--- Start of TEXT TO READ ---

In the village of Bolé in southern Mali, disputes between farmers and herders once followed a predictable and often destructive cycle.
During planting seasons, livestock would stray into cultivated fields overnight. By morning, frustrated farmers sometimes retaliated by poisoning animals grazing nearby. Each incident deepened mistrust and risked escalating into wider conflicts between farming and pastoralist communities.
This year, something changed.
Instead of poisoning three animals he found inside his field, Bandiougou, a farmer, brought them before the village chief through a local community peace committee. Hours later, the owner arrived and paid a 10,000 CFA fine — about $18 — and took the animals home alive.
Across parts of the Sahel and West Africa, tensions between farmers and herders have become a major driver of local insecurity and intercommunal violence. In parts of Mali and the wider region, disputes that begin over damaged crops or wandering livestock can rapidly escalate into intercommunal violence, displacement, and broader instability. Community-based mediation mechanisms like the one operating in Bolé aim to interrupt that cycle early by creating trusted spaces where disputes can be resolved before retaliation begins.

“Things have changed here,” said Minata Diakité, member of the Peace Committee of the Community Management Committee (CMC) in Bolé . “In the past, conflicts often led to retaliation. Today, people come to us first, and we use dialogue and listening to resolve issues before they escalate.”, she added.

--- End of TEXT TO READ ---
--- Start of GIVEN INFORMATION ---

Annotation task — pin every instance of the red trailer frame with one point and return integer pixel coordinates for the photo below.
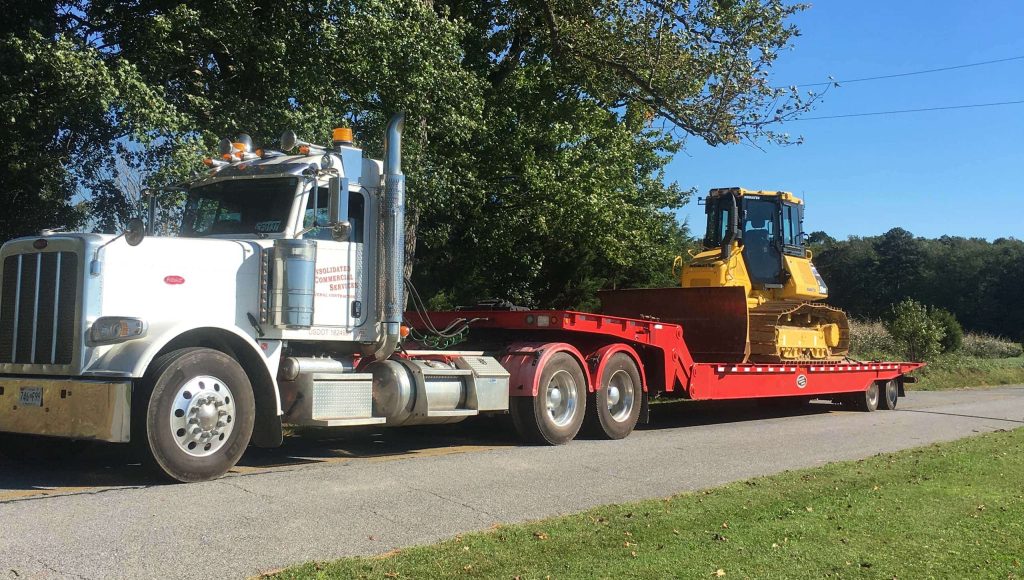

--- End of GIVEN INFORMATION ---

### [TO DO]
[1] Answer from the text on farmer-herder disputes in Bolé.
(a) What did Bandiougou find inside his field?
(b) How much did the owner pay as a fine?
(c) According to Minata Diakité, what do people do today when a conflict arises?
[2] Write the next part of the text on farmer-herder disputes in Bolé, starting after its final sentence.
The lines between the text and these tasks were taken from a different source.

### [EXPECTED ANSWERS]
[1]
(a) He found three animals inside his field.
(b) The owner paid 10,000 CFA, about $18.
(c) People come to the peace committee first, and the committee uses dialogue and listening to resolve issues before they escalate.

[2]
Established and trained as part of the Tostan’s education program, the CMCs serve as frontline community structures responsible for early warning, inclusive dialogue, mediation, and the peaceful resolution of disputes at the family, village, and intercommunity levels.
Since launching its Community Empowerment Program in Mali in 2009, Tostan has progressively expanded its community-led peacebuilding approach across the Koulikoro and Dioïla regions, strengthening local conflict prevention through dialogue, mediation, and shared responsibility for human security. Between 2016 and 2022, 80 communities participated in the Peace and Security Module, contributing to the active resolution of more than 112 local conflicts.
The model combines practical mediation tools such as active listening, inclusive dialogue, conflict analysis, trust-building, and step-by-step negotiation designed to prevent escalation. Peace committees like the one Minata Diakité serves in are now the first responders to disputes involving land, family disagreements, youth tensions, and conflicts between neighboring villages.
But community members emphasize that the most important shift is not technical — it is relational. It is the ability to restore communication before divisions become entrenched.

“Cases of all types of conflict are now reported to the peace committees and resolved successfully,” said Kadiatou Sangaré, municipal councillor in Bolé. “The vestibules of village chiefs that once served as tribunals have now given way to peace committees.”
The program relies on inter-village exchanges, public meetings, and community networks to spread mediation practices across regions, moving faster than formal program expansion alone could. This has allowed mediation approaches to travel quickly across regions.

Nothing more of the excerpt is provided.